### Daftar Tugas
• A. Ubah paragraf tentang pilihan ilmu sejarah yang dimulai dengan "Kondisi tersebut dapat pengulas analogikan" menjadi daftar poin singkat. Pertahankan fakta utamanya.
• B. Jawab pertanyaan berikut berdasarkan kutipan tentang pilihan ilmu sejarah. Tulis satu jawaban per baris dengan tanda yang sama.
(i) Selain ilmu sejarah, disiplin ilmu apa yang juga ditempuh pengulas selama pendidikan sarjana?
(ii) Menurut pengulas, ilmu hubungan internasional banyak bergantung pada disiplin ilmu apa saja?
(iii) Siapa saja teoritisi ilmu sejarah yang disebut sebagai contoh penyumbang teori dan konsep bagi ilmu hubungan internasional?
• C. Teruskan tulisan tentang pilihan menekuni ilmu sejarah mulai sesudah kalimat terakhirnya.
---------- Kutipan Pilihan ----------
Kondisi tersebut dapat pengulas analogikan ketika memilih untuk menekuni disiplin ilmu sejarah. Pada awalnya memang pertimbangan rasional ketika menempuh pendidikan sarjana mengakibatkan pengulas menempuh dua disiplin ilmu sekaligus mulai awal hingga selesai yakni ilmu hubungan internasional selain ilmu sejarah. Akan tetapi seiring perkembangan pemikiran dan anjuran Pak Kunto yang pernah penulis baca, pilihan akhir tersebut semakin jelas bahwa memang ilmu sejarah yang memiliki kedekatan emosional yang lebih tinggi. Ibarat seorang pemuda yang sedang dimabuk asmara, tak peduli betapa pun kesulitan yang menghadang, tak menyurutkan langkahnya untuk memadu kasih dengan gadis pujaan hatinya. Perkembangan perjalanan intelektual dan pengalaman selama menempuh pendidikan sarjana semakin menegaskan pilihan pengulas. Secara ontologis maupun epistemologis ketika pengulas mendalami disiplin ilmu hubungan internasional, memperlihatkan bahwa disiplin tersebut banyak bergantung pada disiplin ilmu lain khususnya ilmu politik dan ilmu sejarah. Tak jarang teoritisi ilmu sejarah menyumbangkan teori dan konsep penting dalam ilmu hubungan internasional misalnya E.H.Carr, H.J.Morgenthau dan masih banyak lainnya.
---------- Data Tercatat ----------
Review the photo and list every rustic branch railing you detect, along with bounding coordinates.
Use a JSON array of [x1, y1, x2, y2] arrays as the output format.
----------
### Hasil Tiap Tugas
• A.
- Pengulas mengibaratkan kondisi itu dengan keputusan menekuni ilmu sejarah.
- Karena pertimbangan rasional, selama pendidikan sarjana pengulas menempuh dua disiplin sekaligus dari awal sampai selesai, yaitu ilmu hubungan internasional dan ilmu sejarah.
- Seiring berkembangnya pemikiran dan setelah membaca anjuran Pak Kunto, pengulas makin yakin bahwa ilmu sejarah lebih dekat secara emosional.
- Pilihan itu diibaratkan pemuda yang sedang dimabuk asmara dan tidak mundur oleh kesulitan apa pun.
- Perjalanan intelektual dan pengalaman selama kuliah sarjana makin menegaskan pilihan tersebut.
- Pengulas melihat bahwa, secara ontologis dan epistemologis, ilmu hubungan internasional banyak bergantung pada ilmu lain, terutama ilmu politik dan ilmu sejarah.
- Teoritisi ilmu sejarah, seperti E.H.Carr dan H.J.Morgenthau, sering menyumbangkan teori dan konsep penting bagi ilmu hubungan internasional.

• B.
(i) Ilmu hubungan internasional.
(ii) Ilmu politik dan ilmu sejarah.
(iii) E.H.Carr dan H.J.Morgenthau.

• C.
Berbeda dengan ilmu sejarah yang ada dalam pemikiran pengulas. Apabila digambarkan secara hirarkis dalam filsafat ilmu, posisi dari disiplin ilmu ini benar–benar berada setingkat di bawah filsafat yang merupakan induk dari ilmu pengetahuan. Ilmu sejarah merupakan perspektif yang dibutuhkan oleh ilmu–ilmu lainnya baik ilmu sosial maupun ilmu alam. Melihat pentingnya posisi dan kontribusi ilmu sejarah tentu saja semakin meyakinkan pengulas untuk mendalami disiplin ini. Namun kemudian muncul pertanyaan lagi bagaimana dengan praxis seorang sejarawan itu sendiri, apakah hanya sebatas membuat tulisan sejarah alias historiografi atau lebih dari itu? Pengulas berada dalam posisi yang bersepakat dengan argumen dari Antonio Gramsci bahwa intelektual harus menjadi intelektual organik dimana akan mampu menjadi berkat bagi sekelilingnya. Pengulas tidak sependapat dengan pemikiran yang menyebutkan bahwa intelektual khususnya akademisi dan perguruan tinggi diposisikan sebagai menara gading.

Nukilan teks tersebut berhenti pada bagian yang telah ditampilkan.